Excerpt provided:
Hadoop Introduction & Terminologies - PART 2

Please refer the previous article for continuity. Click here for the link.

Fundamentals
The foundation of Big Data & Hadoop Eco System lays on Distributed Operating System, Distributed File System, Data Structures and Database Management System. A distributed system is a model in which components on networked computers communicate and coordinate their actions by passing messages. 
How does a distributed System Work?
Single machine having multiple I/O channels and each channel is cable to stream the data 100MB's.

In recent times, distributed systems have been replaced by Hadoop. Hadoop is used to overcome the shortfalls  of distributed systems like high chances of system failure, limited bandwidth and high programming complexity.

Hadoop
Hadoop is  framework that allows distributed processing of large datasets across clusters of computers using single programming model. Doug Cutting discovered Hadoop and named after his yellow toy elephant. Hadoop is attracted by commercial users and IT industries after the technical document (white paper) published by Google. Hadoop runs in the Linux or Ubuntu platform.

Apache Hadoop (Open Source Framework, runs in Linux or Ubuntu Platform) is the most important framework for working with Big Data. It upgrades from working on a single node to thousands of nodes without any issue in a seamless manner. Hadoop runs the applications on the basis of MapReduce where the data is processed in parallel and accomplish the entire statistical analysis on large amount of data. 


Hadoop is a framework which is based on Java programming. It is intended to work upon from a single server to thousands of machines each offering local computation and storage. It supports the large collection of data set in a distributed computing environment. The Apache Hadoop software library based framework that gives permissions to distribute huge amount of data sets processing across clusters of computers using easy programming models.
Most of Hadoop code is written by Yahoo, IBM, Facebook, Cloudera.
Hadoop has two major core components Hadoop HDFS (Hadoop Distributed File System) otherwise called Google File System (GFS) and Hadoop MapReduce (MR). MR is  a parallel programming model used for writing large amount of dates into data warehouse. 

Hadoop Architectures 
Hadoop 1.0 --> HDFS + MapReduce (Era of silicon valley Hadoop, Let there be a batch processing)
Hadoop 2.0 --> HDFS + MapReduce + YARN (Era of enterprise Hadoop, Let there be YARN App's)
Hadoop 3.0 --> JDK 8 is minimum runtime version of Java, Improved Fault Tolerance and Supports Erasure Coding, Improved scalability and reliability, Intra Data Node balancing is introduced, Supports 2 or 3 Name Nodes, Heap size or map reduce.*.memory.mb is derived automatically.

Erasure Coding: The removal of writing, recorded material, or data. Replication method consumes much of the storage space which is reduced drastically with the help of Erasure coding which was traditionally used for accessing less frequent data. To know more click here
https://blog.knoldus.com/hdfs-erasure-coding-hadoop-3-0/

Hadoop Programming

You can code in C, C++, Perl, Python, R, Java, Ruby etc. You can code the Hadoop framework in any language but it will be more good to code in Java as you will have lower level control of the code or Byte-code.

(Bounding-box records)
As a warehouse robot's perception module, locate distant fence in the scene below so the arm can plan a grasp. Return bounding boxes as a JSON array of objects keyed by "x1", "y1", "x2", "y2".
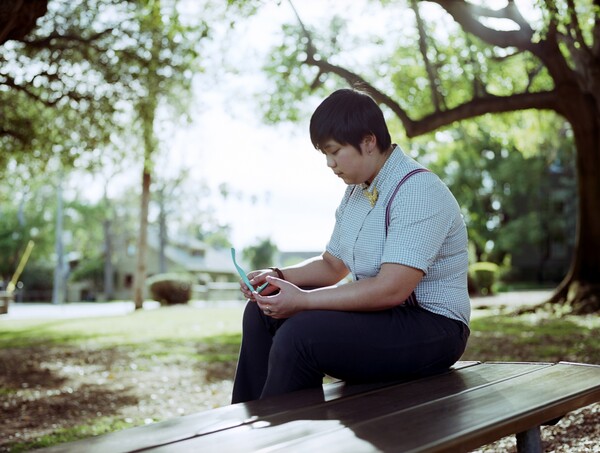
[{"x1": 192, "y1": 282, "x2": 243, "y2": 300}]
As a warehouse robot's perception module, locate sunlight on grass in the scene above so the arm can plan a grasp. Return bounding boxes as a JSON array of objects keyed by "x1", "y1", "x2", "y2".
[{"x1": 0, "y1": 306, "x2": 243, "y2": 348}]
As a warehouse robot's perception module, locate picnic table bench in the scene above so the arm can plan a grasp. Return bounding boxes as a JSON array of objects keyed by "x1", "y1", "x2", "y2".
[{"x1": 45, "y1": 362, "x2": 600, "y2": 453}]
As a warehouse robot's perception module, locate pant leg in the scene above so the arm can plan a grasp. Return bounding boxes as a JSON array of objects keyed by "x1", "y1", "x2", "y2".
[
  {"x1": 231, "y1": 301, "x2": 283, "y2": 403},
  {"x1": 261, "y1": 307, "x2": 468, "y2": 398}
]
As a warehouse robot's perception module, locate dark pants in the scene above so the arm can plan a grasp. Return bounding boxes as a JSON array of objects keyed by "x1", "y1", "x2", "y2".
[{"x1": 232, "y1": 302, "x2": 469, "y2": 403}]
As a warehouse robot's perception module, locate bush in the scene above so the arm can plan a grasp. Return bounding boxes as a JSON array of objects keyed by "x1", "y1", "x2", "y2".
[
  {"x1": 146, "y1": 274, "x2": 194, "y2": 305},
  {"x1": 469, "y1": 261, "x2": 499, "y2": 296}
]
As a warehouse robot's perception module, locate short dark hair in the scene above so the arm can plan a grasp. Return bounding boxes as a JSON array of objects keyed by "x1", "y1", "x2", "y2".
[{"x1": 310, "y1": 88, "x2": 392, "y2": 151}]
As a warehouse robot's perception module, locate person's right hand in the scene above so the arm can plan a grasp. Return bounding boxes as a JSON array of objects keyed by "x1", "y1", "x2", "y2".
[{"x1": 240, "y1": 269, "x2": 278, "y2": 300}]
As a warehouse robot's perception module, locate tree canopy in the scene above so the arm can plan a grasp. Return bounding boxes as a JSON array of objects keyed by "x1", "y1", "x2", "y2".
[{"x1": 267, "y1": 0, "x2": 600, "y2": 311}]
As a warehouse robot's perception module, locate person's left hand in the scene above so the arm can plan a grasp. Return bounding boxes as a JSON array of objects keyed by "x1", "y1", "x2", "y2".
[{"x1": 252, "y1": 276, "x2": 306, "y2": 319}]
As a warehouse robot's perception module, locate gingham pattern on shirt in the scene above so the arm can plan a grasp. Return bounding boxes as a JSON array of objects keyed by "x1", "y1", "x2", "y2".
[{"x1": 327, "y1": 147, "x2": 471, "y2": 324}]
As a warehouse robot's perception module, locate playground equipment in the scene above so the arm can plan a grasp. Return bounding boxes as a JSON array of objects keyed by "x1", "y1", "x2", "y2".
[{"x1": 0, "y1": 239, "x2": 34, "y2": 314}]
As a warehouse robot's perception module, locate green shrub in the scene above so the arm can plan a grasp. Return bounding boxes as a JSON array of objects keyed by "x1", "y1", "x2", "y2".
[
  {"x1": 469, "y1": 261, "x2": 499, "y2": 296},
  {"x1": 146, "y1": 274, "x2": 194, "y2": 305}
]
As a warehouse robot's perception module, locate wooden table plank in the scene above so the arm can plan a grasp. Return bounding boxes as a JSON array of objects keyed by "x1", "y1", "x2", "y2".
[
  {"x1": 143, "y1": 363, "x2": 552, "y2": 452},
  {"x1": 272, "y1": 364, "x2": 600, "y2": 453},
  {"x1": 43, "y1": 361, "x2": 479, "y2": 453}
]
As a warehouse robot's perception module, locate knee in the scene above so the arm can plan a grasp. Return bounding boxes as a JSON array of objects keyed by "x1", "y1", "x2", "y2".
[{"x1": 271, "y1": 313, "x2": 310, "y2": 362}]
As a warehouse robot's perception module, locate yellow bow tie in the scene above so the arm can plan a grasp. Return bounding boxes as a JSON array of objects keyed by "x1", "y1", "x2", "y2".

Do this:
List every company that the Hadoop article above names as having written most of the Hadoop code.

Solution for this task:
Yahoo, IBM, Facebook, Cloudera